De los textos que contiene el
libro es muy difícil destacar uno. Algunos, como Ecos de la era del jazz (1931) y Mi ciudad perdida (1932), son de aconsejable lectura para los interesados
en conocer cómo fue la vida en el Nueva York de los años veinte y principio de
los treinta, cuando se dio una de las primeras revoluciones sexuales gracias a
la existencia de los automóviles, el alcoholismo se extendió imparable por
culpa precisamente de la Ley Seca (1920-1933) —no hay como prohibir un consumo
para que este se vuelva más atractivo— y nacieron las flappers, de las que Zelda fue un ejemplo célebre. Lleva al señor y a la señora F. al número…
(1934) y Subasta: Modelo 1934 (1934), artículos firmados por los dos, son muestras
de la vida de lujos que la pareja llevó durante su época más boyante, cuando
vivían en buenos hoteles europeos y no se privaban de capricho material alguno.
Esta época está reflejada en Suave es la
noche (1934), novela de Fitzgerald que tuvo mucho menos aceptación que El gran Gatsby (1925)—su estructura es
menos convencional y su tono menos vitalista— y contiene ya significativas
alusiones al mundo del cine, que en su versión sonora sería visto por el autor
americano como la superación de la novela, a la que no auguraba demasiado
futuro. Afortunadamente se equivocaba. Sus palabras son: «Ya en 1930 tuve la
corazonada de que el cine sonoro convertiría incluso al novelista que más
vendiera en algo tan arcaico como las peículas mudas» (Encólese, 1936, pág. 118). En estas líneas parece adivinarse una de
las características de Fitzgerald que más choca al lector exigente: su afán de
hacer dinero a través de la literatura, de convertirse en un productor de best-sellers, quizá por la necesidad que
siempre tuvo de ganar dinero para conquistar y mantener a Zelda, nacida, por
cierto, en una familia muy acomodada y conservadora, de jueces y senadores. En
cualquier caso, la obra de Fitzgerald es inseparable de su vida con Zelda, sin
la cual no hubiera existido.

- Datos de señalamiento de regiones
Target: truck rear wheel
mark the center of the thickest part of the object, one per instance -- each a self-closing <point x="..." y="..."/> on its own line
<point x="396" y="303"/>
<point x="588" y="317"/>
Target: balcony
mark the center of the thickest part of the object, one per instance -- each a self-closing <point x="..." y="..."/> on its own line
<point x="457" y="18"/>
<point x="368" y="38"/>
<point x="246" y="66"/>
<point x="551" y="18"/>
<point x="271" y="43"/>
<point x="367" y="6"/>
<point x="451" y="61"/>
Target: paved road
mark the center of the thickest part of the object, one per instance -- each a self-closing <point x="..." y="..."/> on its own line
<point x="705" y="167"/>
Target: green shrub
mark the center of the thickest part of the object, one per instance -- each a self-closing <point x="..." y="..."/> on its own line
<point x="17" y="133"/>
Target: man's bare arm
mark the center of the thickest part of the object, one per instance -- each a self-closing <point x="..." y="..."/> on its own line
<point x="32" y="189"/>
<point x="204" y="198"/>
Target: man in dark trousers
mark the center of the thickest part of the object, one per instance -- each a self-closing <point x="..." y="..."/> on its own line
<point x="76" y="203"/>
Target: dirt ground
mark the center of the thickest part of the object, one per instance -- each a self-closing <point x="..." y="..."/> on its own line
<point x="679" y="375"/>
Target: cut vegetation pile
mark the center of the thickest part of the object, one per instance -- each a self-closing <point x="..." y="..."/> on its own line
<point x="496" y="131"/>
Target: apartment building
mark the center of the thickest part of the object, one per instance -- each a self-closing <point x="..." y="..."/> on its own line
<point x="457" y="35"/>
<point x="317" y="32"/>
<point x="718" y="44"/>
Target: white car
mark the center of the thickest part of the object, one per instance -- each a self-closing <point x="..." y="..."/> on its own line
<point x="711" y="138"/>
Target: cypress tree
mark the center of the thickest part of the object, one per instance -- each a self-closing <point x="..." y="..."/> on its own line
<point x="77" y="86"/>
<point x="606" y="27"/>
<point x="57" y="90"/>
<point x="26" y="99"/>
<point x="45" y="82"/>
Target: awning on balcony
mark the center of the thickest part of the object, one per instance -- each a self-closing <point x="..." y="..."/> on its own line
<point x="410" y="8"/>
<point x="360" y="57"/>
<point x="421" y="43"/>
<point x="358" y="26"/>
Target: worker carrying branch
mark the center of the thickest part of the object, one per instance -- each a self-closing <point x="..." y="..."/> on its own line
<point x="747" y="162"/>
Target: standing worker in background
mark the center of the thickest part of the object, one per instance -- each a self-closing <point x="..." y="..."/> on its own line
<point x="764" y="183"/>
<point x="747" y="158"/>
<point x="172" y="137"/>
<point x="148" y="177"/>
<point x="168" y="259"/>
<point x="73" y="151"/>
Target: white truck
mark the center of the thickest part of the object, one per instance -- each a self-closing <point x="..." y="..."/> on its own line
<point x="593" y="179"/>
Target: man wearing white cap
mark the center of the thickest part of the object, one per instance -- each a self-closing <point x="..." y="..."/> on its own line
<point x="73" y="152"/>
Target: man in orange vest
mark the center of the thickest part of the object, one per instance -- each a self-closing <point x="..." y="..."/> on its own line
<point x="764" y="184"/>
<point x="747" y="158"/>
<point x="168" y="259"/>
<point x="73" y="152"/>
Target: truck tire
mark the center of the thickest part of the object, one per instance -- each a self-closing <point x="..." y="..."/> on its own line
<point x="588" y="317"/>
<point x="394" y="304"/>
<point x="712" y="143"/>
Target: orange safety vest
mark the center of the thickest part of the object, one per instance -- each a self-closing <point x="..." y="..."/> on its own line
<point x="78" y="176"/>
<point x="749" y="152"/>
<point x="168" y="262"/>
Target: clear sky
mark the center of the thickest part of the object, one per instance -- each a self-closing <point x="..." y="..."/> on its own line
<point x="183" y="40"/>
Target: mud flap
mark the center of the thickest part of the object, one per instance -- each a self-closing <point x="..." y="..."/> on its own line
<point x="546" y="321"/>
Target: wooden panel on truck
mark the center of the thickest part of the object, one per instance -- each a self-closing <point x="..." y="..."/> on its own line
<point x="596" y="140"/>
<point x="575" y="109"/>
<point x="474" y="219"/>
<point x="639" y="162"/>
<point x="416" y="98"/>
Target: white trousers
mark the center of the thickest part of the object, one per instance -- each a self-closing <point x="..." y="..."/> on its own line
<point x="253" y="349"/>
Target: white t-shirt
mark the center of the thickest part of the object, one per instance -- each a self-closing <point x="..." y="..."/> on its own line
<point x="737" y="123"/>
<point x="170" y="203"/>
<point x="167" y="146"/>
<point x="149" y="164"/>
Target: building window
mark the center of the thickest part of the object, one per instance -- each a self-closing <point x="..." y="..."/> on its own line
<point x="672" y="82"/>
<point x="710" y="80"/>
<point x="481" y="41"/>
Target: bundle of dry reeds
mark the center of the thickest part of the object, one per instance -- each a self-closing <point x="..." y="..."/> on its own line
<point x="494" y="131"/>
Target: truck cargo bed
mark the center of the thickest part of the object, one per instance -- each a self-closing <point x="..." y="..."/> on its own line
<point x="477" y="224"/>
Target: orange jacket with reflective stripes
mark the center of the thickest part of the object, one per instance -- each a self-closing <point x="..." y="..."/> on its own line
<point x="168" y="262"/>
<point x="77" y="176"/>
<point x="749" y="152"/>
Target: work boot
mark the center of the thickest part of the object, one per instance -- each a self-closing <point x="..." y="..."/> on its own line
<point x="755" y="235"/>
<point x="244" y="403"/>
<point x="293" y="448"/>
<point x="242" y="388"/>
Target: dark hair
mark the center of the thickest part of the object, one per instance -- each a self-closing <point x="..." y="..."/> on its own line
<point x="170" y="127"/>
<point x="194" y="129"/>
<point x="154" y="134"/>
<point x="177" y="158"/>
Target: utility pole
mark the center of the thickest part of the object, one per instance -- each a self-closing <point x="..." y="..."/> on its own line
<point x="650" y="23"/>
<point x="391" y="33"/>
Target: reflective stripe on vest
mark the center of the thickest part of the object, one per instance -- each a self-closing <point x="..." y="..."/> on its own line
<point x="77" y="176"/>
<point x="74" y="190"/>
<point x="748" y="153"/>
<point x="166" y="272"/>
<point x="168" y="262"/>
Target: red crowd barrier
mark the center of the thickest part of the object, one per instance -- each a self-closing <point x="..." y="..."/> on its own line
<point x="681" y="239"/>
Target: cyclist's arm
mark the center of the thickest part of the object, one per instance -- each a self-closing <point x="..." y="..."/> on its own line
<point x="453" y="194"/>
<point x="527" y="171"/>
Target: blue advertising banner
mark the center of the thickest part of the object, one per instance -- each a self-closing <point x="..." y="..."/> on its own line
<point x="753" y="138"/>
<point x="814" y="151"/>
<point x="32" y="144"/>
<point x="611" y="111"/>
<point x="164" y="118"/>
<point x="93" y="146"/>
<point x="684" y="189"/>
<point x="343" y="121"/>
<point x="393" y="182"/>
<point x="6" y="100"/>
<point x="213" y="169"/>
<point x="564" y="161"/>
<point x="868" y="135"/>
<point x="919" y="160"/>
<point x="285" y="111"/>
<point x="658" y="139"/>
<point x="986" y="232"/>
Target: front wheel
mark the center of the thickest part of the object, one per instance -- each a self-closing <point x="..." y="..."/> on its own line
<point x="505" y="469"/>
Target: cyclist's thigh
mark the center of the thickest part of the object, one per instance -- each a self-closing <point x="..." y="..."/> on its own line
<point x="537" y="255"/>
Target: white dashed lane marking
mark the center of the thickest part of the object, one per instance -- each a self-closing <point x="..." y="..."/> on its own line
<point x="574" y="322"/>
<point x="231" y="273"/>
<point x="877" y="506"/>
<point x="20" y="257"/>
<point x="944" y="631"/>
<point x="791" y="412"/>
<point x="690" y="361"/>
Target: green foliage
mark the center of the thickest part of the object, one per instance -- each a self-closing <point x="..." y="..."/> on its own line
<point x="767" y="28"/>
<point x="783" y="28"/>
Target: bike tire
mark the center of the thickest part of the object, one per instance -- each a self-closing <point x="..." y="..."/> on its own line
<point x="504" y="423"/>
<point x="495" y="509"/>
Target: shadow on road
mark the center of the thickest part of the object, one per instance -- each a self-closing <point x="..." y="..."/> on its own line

- INSTRUCCIONES
[A] Según el fragmento citado, ¿en qué tipo de familia nació Zelda?
[B] Indique si cada afirmación concuerda con el fragmento citado, con sí o no y las palabras exactas del fragmento que lo deciden: (i) Suave es la noche tuvo más aceptación que El gran Gatsby. (ii) Los artículos Lleva al señor y a la señora F. al número… y Subasta: Modelo 1934 llevan la firma de los dos miembros de la pareja. (iii) Fitzgerald le auguraba un gran futuro a la novela.
[C] Transcriba del fragmento citado el pasaje que empieza en "De los textos" y acaba en "capricho material alguno.".

- RESPUESTAS DEL EJERCICIO
[A] En una familia muy acomodada y conservadora, de jueces y senadores.

[B]
(i) No: "tuvo mucho menos aceptación que El gran Gatsby".
(ii) Sí: "artículos firmados por los dos".
(iii) No: "a la que no auguraba demasiado futuro".

[C]
De los textos que contiene el
libro es muy difícil destacar uno. Algunos, como Ecos de la era del jazz (1931) y Mi ciudad perdida (1932), son de aconsejable lectura para los interesados
en conocer cómo fue la vida en el Nueva York de los años veinte y principio de
los treinta, cuando se dio una de las primeras revoluciones sexuales gracias a
la existencia de los automóviles, el alcoholismo se extendió imparable por
culpa precisamente de la Ley Seca (1920-1933) —no hay como prohibir un consumo
para que este se vuelva más atractivo— y nacieron las flappers, de las que Zelda fue un ejemplo célebre. Lleva al señor y a la señora F. al número…
(1934) y Subasta: Modelo 1934 (1934), artículos firmados por los dos, son muestras
de la vida de lujos que la pareja llevó durante su época más boyante, cuando
vivían en buenos hoteles europeos y no se privaban de capricho material alguno.